## [Text]
────────────────

Jail faces budget crisis


Corrections officer Michael Jolstead checks in new female inmates at the Spokane County Jail, which is facing a year-end budget deficit of $1.5 million. 
 (Colin Mulvany / The Spokesman-Review)

Escalating health-care and overtime costs at the Spokane County Jail are rapidly draining Sheriff Mark Sterk’s budget.

Sterk warned Spokane County Commissioners Tuesday that the jail will end the year with a $1.5 million deficit.

Now, with growing indications of a criminal justice system that appears to be ever-wanting, commissioners will hold a summit later this month to sort out the dwindling finances and growing demands from police, prosecutors, juvenile authorities, jailers, public defenders and judges.

The hope is that having all the parties in one room will make it easier to identify common needs, and how tweaking the system in one place impacts others.

“Law and justice – in the 10 years I’ve been involved in it, it is a continuing operation by crisis,” said Commissioner Phil Harris, adding that it’s time to get a handle on the situation.

It’s something that’s long overdue, said Spokane County Commissioner Mark Richard. He said the last commission didn’t do enough to fix the problem and kept criminal justice on a “shoestring budget.”

────────────────

## [Provided information]
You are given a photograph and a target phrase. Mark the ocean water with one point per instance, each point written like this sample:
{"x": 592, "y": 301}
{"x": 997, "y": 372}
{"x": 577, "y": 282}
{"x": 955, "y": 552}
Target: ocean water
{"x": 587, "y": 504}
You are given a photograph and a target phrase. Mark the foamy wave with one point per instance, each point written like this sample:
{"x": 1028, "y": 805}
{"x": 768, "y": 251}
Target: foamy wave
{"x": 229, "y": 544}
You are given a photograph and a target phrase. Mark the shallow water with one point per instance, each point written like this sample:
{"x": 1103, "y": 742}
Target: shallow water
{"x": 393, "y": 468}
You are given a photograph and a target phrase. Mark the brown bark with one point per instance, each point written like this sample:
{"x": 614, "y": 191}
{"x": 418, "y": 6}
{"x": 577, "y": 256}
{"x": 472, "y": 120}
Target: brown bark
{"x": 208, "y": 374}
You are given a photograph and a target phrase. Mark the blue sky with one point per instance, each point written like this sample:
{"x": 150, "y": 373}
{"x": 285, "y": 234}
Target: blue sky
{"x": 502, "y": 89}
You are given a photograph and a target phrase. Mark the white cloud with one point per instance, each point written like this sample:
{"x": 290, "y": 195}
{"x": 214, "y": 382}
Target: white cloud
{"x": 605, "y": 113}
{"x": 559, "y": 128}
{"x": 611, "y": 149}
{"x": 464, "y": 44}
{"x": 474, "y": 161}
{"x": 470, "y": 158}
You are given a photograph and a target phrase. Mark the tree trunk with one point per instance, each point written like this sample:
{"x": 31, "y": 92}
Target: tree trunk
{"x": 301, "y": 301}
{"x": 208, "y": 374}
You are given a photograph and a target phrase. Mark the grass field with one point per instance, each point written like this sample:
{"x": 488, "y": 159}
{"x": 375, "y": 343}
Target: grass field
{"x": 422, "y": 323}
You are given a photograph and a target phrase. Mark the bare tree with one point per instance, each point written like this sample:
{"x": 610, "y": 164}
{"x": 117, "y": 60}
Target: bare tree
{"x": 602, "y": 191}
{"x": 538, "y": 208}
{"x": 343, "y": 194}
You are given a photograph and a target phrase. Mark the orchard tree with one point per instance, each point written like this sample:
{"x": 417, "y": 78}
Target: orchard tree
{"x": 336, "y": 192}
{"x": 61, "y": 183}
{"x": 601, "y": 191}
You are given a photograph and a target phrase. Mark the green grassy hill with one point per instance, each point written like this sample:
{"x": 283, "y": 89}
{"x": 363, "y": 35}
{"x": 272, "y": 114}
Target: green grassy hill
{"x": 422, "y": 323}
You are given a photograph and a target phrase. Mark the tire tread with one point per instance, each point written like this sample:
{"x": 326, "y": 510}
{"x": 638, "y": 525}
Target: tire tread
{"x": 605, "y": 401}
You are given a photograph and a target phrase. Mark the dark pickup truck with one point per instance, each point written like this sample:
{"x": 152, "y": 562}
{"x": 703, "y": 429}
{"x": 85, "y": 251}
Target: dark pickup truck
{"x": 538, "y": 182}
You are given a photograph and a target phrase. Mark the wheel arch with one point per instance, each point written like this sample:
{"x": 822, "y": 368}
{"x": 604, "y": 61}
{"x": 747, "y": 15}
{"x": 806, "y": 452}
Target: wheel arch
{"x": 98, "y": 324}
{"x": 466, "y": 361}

────────────────

## [Prompt 1]
In the jail budget article, which groups does the text say have growing demands that the commissioners' summit will try to sort out?
## [Prompt 2]
According to the jail budget article, what deficit did Sheriff Mark Sterk warn the jail will end the year with?
You can set the lines aside; they aren't needed for what comes next.

## [Exercise result 1]
Police, prosecutors, juvenile authorities, jailers, public defenders and judges.

## [Exercise result 2]
A $1.5 million deficit.